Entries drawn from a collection
==================================================

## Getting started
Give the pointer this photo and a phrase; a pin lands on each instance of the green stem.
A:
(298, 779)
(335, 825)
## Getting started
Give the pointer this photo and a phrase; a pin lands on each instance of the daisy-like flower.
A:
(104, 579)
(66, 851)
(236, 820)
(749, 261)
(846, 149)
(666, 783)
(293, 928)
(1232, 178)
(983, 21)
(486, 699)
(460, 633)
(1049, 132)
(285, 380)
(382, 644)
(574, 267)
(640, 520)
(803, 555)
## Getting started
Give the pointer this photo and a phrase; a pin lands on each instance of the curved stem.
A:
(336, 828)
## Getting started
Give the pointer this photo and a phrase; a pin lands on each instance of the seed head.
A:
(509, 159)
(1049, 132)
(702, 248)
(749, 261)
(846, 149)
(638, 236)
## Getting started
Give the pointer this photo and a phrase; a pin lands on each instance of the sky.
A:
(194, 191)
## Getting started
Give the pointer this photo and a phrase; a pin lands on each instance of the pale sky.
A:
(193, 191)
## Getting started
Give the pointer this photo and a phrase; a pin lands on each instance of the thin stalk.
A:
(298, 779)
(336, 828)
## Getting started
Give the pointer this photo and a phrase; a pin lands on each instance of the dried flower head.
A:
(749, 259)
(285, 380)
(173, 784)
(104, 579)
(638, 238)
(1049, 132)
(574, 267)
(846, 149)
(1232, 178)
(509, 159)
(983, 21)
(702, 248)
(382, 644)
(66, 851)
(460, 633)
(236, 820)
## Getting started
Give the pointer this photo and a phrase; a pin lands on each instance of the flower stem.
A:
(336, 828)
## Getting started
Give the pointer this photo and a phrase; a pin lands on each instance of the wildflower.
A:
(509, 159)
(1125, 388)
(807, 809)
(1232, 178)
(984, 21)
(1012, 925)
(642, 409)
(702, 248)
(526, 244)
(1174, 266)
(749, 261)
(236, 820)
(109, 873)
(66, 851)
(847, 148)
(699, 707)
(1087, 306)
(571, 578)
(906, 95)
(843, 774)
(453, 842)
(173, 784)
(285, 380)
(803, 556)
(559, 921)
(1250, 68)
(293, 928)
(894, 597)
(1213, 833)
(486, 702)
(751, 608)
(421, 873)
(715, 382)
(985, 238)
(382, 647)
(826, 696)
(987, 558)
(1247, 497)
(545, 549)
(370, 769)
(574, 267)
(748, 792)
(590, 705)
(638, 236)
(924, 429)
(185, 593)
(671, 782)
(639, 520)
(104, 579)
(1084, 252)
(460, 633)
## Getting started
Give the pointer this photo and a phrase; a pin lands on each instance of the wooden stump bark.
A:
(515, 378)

==================================================

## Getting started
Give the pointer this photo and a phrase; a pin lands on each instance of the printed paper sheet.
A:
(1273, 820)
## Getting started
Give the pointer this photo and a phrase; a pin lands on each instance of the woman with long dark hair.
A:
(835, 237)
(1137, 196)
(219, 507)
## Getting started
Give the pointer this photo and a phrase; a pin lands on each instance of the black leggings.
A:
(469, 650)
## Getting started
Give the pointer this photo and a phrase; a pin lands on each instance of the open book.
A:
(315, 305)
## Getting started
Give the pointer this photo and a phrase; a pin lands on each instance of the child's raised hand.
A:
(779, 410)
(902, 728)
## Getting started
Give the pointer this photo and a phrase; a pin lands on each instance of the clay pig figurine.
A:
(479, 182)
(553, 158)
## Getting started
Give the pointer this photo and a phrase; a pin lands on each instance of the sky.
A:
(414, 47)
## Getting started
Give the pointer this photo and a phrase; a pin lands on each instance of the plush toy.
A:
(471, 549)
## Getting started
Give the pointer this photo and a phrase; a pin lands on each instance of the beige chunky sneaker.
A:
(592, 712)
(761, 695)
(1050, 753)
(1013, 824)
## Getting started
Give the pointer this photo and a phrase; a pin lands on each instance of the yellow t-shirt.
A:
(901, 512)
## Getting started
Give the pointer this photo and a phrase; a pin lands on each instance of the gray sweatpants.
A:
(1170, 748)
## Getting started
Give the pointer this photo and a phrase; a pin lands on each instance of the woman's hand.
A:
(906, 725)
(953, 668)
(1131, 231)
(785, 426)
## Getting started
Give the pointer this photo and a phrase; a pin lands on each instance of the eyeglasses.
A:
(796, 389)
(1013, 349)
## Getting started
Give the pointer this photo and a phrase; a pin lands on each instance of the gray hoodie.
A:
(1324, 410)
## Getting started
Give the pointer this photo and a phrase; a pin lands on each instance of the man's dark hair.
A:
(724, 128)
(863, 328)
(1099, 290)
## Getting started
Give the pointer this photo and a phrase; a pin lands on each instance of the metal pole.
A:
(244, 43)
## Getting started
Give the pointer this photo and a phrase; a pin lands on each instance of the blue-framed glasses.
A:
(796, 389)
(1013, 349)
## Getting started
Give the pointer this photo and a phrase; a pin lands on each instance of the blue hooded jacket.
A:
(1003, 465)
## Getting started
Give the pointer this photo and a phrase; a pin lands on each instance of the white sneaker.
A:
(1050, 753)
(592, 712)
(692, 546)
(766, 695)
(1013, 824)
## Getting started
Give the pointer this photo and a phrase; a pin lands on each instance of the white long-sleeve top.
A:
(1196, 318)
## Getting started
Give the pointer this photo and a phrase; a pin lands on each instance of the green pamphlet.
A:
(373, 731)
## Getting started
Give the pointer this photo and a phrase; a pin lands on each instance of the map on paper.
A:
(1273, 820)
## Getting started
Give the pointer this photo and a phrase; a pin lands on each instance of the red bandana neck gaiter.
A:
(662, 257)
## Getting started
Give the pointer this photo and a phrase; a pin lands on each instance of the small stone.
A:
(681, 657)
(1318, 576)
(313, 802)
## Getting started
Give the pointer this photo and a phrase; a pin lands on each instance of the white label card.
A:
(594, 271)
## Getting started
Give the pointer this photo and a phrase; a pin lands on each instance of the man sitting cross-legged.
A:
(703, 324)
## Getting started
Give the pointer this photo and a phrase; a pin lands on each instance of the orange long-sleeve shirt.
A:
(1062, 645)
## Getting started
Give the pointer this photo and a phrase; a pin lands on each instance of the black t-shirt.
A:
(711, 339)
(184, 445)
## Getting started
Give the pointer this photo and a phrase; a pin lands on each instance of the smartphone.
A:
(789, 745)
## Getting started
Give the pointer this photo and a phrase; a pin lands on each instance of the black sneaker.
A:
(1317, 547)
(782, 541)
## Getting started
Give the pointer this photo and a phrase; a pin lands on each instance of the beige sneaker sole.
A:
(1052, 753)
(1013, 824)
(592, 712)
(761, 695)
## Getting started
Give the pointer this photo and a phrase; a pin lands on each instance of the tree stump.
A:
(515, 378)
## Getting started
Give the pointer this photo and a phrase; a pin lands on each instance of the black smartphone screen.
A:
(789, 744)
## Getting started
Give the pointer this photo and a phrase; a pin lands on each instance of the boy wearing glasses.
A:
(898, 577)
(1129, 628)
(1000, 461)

==================================================

▶ [The exercise] Identify each line in the records above that contains the string "woman", matching case exactly, and copy every such line.

▶ [Exercise result]
Give the pointer this photo and a phrase; a pin lands on each instance of the woman with long dark hair.
Give the pointer this photo and a phrase; a pin lands on each instance of the woman's hand.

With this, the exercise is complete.